• _Supplied passage_:
§
Single by Thomas Rhett

from the album About a Woman
- Released: August 9, 2024
- Genre: Country
- Length: 3:11
- Label: Valory
- Songwriters: Thomas Rhett; Julian Bunetta; John Byron; Jaxson Free; Jacob Kasher Hindlin;
- Producers: Julian Bunetta; Dann Huff;

Thomas Rhett singles chronology
| "Beautiful as You" (2024) | "After All the Bars Are Closed" (2024) | "Nothing Else" (2025) |

Music video
- "After All the Bars Are Closed" on YouTube

= After All the Bars Are Closed =

2024 single by Thomas Rhett

"After All the Bars Are Closed" is a song by the American country music singer Thomas Rhett. It was released on August 9, 2024, as the second single from his seventh studio album, About a Woman. The song was written by Rhett, Julian Bunetta, John Byron, Jaxson Free and Jacob Kasher Hindlin, and produced by Bunetta and Dann Huff.

== Contents ==
"After All the Bars Are Closed" expresses about a night out with a new lover he met in a bar.

== Critical reception ==
HollerCountry writer Maxim Mower compared it to the album's first single ("Beautiful as You"), and felt that it had "a comforting guitar riff gains prominence, with the easygoing composition cushioning Rhett's evocative delivery".

== Music video ==
The music video was released at the same time as the song's initial release as a promotional single on August 9, 2024. It shows Rhett and his friends having a good old-fashioned good time at a bonfire once for the night.
§
• _Stored data_:
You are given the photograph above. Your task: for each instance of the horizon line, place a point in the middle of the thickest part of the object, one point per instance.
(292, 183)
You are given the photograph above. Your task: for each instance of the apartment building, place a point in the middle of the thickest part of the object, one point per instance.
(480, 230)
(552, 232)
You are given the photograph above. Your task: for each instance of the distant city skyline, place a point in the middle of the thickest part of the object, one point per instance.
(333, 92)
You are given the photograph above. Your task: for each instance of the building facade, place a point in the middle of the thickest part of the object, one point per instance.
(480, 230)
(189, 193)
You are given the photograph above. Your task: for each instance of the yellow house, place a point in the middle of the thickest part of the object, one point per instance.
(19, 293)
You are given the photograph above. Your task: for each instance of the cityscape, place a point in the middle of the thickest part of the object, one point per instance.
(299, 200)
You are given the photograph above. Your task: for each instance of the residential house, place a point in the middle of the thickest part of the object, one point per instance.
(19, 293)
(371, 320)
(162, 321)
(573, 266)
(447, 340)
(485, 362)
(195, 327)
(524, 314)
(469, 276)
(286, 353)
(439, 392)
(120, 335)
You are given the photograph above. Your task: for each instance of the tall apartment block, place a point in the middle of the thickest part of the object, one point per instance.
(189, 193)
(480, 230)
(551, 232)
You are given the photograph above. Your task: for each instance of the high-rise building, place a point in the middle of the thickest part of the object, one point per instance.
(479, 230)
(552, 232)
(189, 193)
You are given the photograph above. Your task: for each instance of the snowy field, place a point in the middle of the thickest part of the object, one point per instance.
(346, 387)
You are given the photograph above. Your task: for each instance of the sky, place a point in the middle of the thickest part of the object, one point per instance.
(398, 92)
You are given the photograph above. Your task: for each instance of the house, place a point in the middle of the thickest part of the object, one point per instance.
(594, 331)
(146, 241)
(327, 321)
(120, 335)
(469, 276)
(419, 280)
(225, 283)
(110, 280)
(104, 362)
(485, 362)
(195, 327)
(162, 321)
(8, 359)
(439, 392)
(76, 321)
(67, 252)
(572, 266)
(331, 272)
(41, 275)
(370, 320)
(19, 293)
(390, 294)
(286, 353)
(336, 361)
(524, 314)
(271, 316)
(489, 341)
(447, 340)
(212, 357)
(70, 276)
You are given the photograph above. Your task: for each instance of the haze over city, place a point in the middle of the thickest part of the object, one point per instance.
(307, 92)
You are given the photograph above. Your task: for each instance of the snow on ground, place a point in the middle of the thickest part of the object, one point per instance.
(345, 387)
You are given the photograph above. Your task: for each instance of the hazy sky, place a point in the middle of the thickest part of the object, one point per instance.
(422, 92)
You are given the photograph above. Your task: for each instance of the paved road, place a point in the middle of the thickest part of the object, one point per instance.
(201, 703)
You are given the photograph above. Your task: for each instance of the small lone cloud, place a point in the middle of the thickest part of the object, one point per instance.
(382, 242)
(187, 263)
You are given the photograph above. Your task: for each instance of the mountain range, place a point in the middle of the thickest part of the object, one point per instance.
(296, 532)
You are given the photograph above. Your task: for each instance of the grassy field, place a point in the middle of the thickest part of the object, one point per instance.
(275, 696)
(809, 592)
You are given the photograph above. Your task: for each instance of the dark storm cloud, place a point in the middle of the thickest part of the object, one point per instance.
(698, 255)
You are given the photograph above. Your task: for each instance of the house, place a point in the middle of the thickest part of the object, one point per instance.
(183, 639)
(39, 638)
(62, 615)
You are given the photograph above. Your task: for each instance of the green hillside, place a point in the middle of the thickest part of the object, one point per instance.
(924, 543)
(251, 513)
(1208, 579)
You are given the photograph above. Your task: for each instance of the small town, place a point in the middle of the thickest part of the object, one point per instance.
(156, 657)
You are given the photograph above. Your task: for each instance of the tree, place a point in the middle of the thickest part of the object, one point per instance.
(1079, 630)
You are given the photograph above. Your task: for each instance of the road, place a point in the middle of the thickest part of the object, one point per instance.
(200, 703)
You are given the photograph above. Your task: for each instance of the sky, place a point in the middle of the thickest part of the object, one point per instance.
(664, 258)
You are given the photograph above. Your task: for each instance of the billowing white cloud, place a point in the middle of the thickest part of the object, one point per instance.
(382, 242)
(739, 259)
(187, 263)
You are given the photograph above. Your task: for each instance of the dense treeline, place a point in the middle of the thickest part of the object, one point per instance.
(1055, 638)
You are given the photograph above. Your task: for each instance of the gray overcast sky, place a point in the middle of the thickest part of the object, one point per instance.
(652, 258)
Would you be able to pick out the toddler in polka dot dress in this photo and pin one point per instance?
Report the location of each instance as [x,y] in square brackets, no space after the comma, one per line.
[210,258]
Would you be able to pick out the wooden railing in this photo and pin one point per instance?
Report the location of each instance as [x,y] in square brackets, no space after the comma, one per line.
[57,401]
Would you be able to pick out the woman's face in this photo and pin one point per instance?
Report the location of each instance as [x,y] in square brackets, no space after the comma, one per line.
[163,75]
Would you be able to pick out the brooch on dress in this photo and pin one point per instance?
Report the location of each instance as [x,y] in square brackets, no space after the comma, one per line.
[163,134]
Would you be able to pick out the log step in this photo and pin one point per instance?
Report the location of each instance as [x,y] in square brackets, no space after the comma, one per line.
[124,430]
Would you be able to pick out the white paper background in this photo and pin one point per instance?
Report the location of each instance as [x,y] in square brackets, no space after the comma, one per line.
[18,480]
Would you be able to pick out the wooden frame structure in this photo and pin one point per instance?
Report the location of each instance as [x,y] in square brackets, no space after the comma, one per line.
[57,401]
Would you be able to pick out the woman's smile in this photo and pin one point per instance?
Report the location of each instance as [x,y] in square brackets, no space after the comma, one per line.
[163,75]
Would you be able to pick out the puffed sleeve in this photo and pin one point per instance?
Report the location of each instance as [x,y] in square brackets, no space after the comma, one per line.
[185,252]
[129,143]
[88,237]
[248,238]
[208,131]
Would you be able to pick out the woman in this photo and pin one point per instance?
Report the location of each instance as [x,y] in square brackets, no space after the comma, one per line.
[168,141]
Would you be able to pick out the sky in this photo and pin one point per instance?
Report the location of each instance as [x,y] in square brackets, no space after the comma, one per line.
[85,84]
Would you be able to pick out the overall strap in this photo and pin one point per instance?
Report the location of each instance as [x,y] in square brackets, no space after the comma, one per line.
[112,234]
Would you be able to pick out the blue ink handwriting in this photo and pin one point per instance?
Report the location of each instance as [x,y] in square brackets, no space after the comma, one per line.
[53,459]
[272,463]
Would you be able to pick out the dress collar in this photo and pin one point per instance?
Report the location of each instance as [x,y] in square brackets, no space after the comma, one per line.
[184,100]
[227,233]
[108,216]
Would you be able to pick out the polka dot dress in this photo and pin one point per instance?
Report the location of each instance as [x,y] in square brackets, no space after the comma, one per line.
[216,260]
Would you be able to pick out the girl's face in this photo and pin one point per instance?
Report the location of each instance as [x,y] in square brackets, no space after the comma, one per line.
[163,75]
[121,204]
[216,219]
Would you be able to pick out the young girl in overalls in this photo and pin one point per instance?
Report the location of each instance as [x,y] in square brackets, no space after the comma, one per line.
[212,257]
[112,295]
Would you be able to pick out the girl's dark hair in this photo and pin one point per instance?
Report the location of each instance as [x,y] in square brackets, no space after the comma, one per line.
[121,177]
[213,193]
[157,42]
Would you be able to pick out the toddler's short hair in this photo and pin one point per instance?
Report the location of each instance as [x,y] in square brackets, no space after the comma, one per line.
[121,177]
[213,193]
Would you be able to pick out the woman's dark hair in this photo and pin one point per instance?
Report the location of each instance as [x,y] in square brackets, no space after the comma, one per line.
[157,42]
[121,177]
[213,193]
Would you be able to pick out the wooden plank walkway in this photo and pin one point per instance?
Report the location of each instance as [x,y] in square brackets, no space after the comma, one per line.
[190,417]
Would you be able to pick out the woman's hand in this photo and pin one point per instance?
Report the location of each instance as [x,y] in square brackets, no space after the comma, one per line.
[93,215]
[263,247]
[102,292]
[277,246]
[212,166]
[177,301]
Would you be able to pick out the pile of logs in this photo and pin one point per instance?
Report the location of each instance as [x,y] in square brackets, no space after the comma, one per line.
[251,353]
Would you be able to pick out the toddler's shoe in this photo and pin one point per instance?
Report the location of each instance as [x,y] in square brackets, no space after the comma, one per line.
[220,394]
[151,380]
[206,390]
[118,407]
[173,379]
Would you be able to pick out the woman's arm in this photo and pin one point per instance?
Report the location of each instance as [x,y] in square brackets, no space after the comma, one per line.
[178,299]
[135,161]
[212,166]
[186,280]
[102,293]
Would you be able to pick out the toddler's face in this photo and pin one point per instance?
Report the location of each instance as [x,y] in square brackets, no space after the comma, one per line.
§
• _Problem set_:
1. Reproduce the part of the Thomas Rhett song article starting with the words "Thomas Rhett singles" and going on through the words "and Dann Huff.".
2. Pick up the article on the Thomas Rhett song "After All the Bars Are Closed" from its last sentence and keep writing it.

• _Results of the exercise_:
1.
Thomas Rhett singles chronology
| "Beautiful as You" (2024) | "After All the Bars Are Closed" (2024) | "Nothing Else" (2025) |

Music video
- "After All the Bars Are Closed" on YouTube

= After All the Bars Are Closed =

2024 single by Thomas Rhett

"After All the Bars Are Closed" is a song by the American country music singer Thomas Rhett. It was released on August 9, 2024, as the second single from his seventh studio album, About a Woman. The song was written by Rhett, Julian Bunetta, John Byron, Jaxson Free and Jacob Kasher Hindlin, and produced by Bunetta and Dann Huff.

2.
== Live performances ==
Rhett performed "After All the Bars Are Closed" with his acoustic guitar on The Tonight Show in August 2024.

== Personnel ==
Credits adapted from YouTube.

- Thomas Rhett – vocals
- Julian Bunetta – drums, acoustic guitar, bass guitar, keyboards, percussion, production, programming, recording
- Dann Huff – banjo, electric guitar, mandolin, acoustic guitar, production
- Buckley Miller – recording
- Zach Kuhlman – recording
- Jeff Gunnell – engineering
- Alex Ghenea – mixing
- Mike "Frog" Griffith – production coordination
- Ilya Toshinskiy – acoustic guitar
- Kris Donegan – electric guitar
- Derek Wells – electric guitar
- Paul Franklin – steel guitar
- Mark Hill – bass
- Charlie Judge – keyboards
- Jaxson Free – drums, programming
- Harrison Tate – mastering
- Nathan Dantzler – mastering

==Charts==

===Weekly charts===

Weekly chart performance for "After All the Bars Are Closed"
| Chart (2024–2025) | Peak position |
|---|---|
| Canada Hot 100 (Billboard) | 46 |
| Canada Country (Billboard) | 1 |
| US Billboard Hot 100 | 35 |
| US Country Airplay (Billboard) | 1 |
| US Hot Country Songs (Billboard) | 8 |

===Year-end charts===

Year-end chart performance for "After All the Bars Are Closed"
| Chart (2025) | Position |
|---|---|
| Canada (Canadian Hot 100) | 84 |
| US Billboard Hot 100 | 88 |
| US Country Airplay (Billboard) | 6 |
| US Hot Country Songs (Billboard) | 25 |

==Certifications==

Certifications for "After All the Bars Are Closed"
| Region | Certification | Certified units/sales |
| Canada (Music Canada) | Gold | 40,000^{‡} |
^{‡} Sales+streaming figures based on certification alone.

==Release history==

Release dates and formats for "After All the Bars Are Closed"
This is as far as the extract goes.